* Task objective:
Pull out every line of the records below that contains the word "cabinet".

__________

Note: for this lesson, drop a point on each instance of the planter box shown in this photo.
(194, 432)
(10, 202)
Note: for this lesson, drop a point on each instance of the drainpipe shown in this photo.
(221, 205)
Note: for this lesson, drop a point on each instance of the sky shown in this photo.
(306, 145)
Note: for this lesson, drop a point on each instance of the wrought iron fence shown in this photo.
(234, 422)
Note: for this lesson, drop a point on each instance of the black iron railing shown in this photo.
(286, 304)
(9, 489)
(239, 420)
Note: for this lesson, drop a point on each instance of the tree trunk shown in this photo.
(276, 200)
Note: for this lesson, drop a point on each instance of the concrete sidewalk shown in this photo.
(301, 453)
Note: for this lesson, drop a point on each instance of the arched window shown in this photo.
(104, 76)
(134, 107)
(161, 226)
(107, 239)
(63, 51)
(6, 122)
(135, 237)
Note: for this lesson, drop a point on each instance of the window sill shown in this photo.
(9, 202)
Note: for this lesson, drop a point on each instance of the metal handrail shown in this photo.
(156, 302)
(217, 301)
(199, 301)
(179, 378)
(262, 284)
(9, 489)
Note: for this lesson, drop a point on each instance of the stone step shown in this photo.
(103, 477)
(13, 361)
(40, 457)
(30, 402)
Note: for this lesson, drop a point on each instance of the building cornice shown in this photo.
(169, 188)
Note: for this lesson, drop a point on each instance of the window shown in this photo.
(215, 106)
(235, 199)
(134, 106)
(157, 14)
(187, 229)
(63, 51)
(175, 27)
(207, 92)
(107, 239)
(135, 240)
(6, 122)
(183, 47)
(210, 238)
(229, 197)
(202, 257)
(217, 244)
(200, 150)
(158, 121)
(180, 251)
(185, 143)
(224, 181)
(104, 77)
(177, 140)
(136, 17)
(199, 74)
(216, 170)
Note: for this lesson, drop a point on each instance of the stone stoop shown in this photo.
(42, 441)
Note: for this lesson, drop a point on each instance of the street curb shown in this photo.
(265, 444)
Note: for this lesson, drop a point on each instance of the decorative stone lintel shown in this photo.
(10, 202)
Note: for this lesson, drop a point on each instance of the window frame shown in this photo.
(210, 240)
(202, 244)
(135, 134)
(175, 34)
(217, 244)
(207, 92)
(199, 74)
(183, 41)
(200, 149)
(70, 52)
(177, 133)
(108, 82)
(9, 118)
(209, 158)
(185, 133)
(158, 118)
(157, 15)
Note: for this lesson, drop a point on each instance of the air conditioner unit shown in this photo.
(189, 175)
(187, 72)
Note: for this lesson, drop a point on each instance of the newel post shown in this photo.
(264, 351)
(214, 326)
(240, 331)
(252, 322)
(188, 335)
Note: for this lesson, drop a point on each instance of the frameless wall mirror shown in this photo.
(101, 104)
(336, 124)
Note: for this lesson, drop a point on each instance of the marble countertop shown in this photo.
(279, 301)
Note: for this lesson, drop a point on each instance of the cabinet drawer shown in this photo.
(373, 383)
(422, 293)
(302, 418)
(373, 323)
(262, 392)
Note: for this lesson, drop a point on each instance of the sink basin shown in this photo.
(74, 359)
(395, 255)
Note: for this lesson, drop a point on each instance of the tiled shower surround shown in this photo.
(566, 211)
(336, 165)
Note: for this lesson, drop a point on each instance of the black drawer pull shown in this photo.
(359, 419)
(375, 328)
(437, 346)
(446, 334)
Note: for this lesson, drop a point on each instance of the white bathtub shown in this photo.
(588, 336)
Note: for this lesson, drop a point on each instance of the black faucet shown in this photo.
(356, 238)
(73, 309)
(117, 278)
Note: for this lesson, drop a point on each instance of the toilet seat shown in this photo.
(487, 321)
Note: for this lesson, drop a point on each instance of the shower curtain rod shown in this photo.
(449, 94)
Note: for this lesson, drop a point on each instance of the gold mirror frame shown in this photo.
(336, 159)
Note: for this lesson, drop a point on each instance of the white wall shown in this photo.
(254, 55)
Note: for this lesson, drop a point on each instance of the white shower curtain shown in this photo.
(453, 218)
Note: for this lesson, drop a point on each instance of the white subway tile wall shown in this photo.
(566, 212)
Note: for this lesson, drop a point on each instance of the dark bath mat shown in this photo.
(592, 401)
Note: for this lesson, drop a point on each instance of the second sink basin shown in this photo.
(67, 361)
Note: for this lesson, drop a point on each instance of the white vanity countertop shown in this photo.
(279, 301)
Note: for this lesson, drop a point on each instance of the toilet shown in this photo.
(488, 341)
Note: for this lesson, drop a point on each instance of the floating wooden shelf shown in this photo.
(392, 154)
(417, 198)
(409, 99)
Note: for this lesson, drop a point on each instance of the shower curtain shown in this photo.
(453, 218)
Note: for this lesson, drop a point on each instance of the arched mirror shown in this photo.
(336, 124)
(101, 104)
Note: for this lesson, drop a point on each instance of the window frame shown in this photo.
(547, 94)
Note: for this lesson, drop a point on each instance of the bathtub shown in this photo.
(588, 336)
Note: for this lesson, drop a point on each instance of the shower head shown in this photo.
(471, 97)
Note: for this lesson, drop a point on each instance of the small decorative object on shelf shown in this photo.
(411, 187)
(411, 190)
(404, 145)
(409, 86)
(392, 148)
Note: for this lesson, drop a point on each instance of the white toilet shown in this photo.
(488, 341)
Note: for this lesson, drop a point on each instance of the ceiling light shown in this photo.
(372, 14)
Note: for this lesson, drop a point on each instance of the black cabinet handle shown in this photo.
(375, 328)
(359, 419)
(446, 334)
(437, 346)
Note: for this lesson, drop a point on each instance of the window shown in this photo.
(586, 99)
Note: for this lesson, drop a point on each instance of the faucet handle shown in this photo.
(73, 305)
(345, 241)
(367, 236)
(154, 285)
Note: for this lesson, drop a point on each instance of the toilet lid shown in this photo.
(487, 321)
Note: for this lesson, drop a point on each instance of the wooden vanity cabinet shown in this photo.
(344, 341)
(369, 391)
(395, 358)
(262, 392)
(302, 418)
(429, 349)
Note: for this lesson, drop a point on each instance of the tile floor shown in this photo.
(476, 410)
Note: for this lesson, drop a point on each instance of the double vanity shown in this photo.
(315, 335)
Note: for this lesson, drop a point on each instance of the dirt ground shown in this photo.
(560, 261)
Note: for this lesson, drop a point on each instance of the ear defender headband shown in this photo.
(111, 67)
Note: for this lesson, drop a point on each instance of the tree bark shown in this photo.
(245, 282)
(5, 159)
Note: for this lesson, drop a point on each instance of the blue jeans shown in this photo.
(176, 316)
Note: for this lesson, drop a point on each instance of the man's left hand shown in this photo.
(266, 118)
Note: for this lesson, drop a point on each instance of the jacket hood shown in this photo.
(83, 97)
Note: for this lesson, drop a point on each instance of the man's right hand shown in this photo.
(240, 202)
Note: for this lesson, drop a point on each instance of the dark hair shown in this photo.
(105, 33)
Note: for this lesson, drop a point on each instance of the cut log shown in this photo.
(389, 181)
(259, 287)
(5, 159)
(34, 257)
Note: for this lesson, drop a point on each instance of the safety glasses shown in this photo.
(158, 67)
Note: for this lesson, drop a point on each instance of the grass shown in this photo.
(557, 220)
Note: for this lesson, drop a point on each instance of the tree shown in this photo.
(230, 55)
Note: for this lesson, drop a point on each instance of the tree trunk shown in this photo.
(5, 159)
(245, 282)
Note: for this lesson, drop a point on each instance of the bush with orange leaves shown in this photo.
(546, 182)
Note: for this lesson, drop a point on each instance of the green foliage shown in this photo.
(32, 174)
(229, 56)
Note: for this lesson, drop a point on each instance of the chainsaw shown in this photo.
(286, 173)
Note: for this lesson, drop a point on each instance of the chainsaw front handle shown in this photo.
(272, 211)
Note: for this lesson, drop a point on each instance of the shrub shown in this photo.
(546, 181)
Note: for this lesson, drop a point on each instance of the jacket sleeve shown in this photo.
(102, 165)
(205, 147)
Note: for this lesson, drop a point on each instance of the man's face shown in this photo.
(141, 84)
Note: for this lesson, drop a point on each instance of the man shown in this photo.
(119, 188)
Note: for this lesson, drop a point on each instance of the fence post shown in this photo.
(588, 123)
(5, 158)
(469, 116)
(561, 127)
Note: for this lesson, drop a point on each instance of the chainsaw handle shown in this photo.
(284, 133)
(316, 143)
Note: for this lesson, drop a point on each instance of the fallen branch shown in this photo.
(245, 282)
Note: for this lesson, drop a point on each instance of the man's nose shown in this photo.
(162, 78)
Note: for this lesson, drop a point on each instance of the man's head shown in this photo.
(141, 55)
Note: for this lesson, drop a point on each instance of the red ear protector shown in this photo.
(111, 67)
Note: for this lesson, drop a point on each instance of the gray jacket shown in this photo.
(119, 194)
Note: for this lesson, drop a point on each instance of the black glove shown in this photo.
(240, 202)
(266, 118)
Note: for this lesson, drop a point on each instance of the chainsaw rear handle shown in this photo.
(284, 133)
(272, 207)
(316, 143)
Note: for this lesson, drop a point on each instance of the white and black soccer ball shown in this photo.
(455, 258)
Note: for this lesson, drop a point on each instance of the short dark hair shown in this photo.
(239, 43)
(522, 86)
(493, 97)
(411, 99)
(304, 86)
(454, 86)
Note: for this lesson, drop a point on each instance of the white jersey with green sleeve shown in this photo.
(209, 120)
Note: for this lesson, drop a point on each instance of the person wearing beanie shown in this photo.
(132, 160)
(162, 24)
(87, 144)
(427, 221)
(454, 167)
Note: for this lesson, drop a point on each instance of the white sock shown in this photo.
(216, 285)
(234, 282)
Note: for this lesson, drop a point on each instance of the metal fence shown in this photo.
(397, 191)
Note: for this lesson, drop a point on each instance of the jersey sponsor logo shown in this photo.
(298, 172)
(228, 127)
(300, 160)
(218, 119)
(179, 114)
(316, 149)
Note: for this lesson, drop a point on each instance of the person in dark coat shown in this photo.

__________

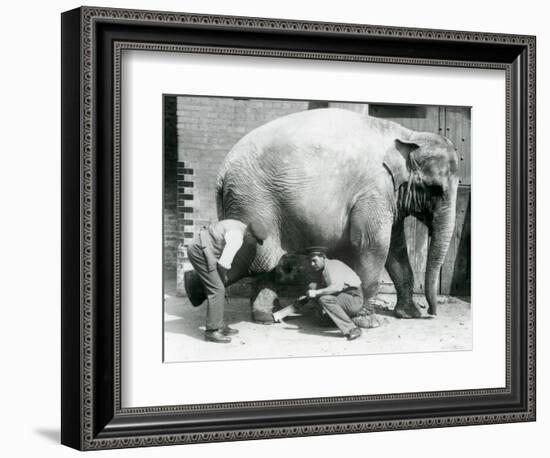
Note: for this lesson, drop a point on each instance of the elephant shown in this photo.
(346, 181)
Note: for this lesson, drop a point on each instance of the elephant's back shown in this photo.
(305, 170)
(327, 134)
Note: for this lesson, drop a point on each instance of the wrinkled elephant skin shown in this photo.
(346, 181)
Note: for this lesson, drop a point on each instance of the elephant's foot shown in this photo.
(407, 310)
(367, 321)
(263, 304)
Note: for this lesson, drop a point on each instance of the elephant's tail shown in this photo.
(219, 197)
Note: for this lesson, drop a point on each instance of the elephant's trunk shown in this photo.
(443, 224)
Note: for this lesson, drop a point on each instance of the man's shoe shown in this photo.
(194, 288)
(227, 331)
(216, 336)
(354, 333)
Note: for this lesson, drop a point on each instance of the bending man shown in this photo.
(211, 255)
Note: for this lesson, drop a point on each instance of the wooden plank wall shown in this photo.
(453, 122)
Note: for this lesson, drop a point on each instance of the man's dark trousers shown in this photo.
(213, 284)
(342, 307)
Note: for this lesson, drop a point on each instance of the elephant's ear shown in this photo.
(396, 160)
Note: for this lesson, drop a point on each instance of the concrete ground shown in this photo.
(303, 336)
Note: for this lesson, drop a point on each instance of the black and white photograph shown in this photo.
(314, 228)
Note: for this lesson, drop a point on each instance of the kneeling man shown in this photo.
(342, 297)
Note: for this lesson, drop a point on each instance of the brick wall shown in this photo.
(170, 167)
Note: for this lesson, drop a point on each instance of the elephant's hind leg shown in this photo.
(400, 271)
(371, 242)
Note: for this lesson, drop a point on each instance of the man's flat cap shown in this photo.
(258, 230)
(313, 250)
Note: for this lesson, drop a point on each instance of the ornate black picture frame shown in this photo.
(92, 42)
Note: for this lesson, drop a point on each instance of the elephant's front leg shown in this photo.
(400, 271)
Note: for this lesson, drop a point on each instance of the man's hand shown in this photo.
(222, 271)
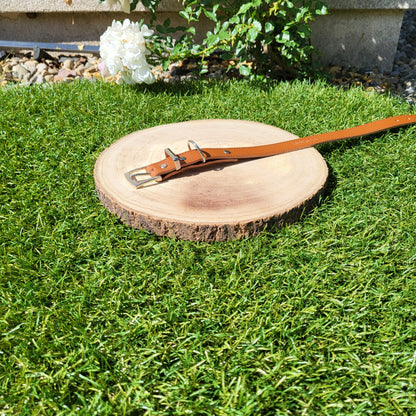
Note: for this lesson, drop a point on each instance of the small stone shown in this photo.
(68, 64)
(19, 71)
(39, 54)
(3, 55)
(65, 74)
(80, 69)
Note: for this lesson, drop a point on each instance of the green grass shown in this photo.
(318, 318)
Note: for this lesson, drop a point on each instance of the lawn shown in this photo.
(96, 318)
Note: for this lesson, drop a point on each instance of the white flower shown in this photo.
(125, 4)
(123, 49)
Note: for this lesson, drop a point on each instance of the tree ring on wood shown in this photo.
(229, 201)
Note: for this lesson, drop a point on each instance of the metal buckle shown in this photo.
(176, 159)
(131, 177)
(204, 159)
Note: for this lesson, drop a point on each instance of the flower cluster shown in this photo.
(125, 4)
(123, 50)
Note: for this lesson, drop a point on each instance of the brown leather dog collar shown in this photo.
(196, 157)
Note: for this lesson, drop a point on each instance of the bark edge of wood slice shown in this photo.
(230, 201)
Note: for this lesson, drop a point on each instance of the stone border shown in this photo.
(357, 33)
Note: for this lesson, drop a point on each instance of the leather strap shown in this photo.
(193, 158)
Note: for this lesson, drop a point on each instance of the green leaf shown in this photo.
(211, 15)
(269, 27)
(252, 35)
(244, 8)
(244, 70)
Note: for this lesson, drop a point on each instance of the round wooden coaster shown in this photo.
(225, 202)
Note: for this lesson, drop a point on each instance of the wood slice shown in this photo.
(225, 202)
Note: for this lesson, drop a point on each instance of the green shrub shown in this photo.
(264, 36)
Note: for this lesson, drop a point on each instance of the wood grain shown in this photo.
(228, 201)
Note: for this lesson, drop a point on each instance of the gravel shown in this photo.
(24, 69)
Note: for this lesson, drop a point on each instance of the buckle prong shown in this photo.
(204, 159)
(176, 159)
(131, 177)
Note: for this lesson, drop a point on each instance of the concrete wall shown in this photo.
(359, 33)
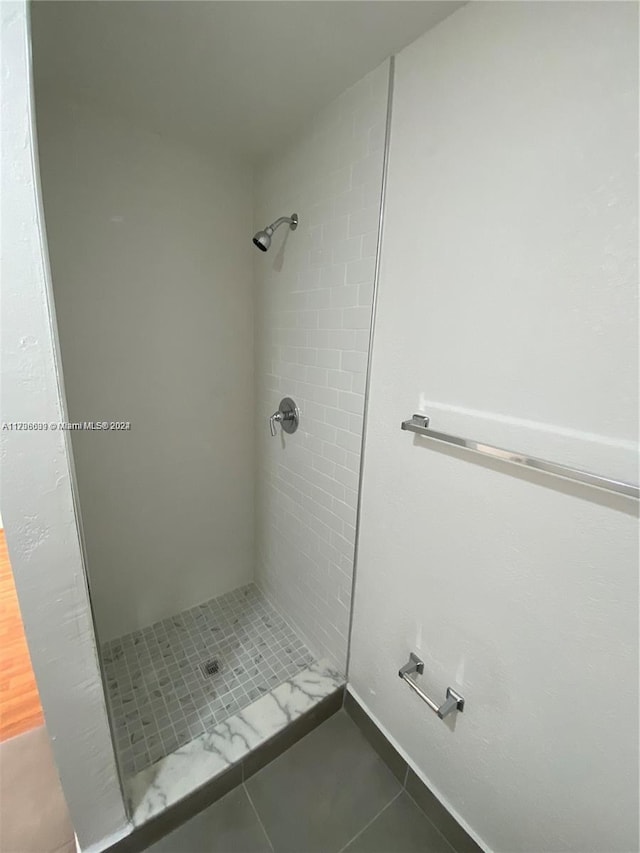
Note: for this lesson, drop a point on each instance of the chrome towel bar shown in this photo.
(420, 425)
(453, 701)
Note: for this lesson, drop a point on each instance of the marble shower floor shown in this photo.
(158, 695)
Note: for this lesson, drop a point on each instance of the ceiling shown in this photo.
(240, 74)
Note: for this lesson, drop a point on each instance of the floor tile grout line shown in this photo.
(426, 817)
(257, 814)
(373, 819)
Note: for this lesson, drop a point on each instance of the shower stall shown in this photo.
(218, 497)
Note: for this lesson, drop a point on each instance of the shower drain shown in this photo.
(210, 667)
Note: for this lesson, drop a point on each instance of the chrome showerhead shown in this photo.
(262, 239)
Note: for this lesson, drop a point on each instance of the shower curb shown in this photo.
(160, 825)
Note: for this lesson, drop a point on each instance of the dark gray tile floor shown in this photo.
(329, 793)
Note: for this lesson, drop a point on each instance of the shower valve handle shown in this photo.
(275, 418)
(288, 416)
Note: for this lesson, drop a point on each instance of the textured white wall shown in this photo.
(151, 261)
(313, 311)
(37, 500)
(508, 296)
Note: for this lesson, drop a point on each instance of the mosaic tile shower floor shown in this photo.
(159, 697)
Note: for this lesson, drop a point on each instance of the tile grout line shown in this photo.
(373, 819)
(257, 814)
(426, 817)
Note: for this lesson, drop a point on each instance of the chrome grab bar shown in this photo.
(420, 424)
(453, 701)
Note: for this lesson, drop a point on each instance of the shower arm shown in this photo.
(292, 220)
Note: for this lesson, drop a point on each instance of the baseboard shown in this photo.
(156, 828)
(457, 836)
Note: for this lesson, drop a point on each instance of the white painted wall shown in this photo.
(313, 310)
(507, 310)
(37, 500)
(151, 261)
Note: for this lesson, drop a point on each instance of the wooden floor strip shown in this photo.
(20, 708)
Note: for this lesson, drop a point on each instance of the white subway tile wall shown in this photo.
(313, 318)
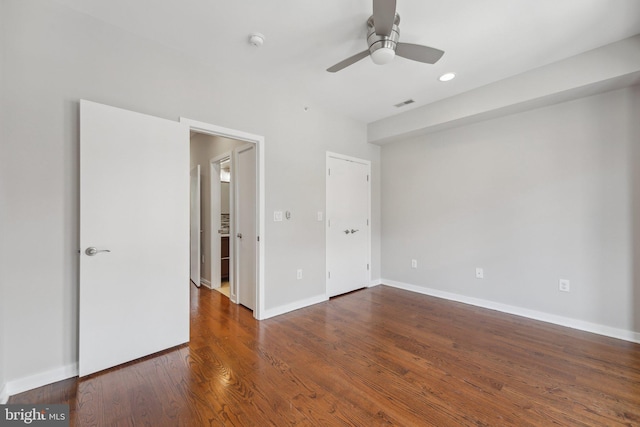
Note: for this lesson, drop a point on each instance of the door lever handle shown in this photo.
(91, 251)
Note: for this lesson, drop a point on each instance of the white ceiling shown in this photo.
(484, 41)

__________

* Written answer:
Note: for this lesson, drop a point on each instance of the cabinet drawer shown in this photo.
Note: for this lesson, drop a point on each instance of the black cabinet handle shown in this photo.
Note: for this lesson, drop a point on each instance of the wooden vanity cabinet shown in this photo.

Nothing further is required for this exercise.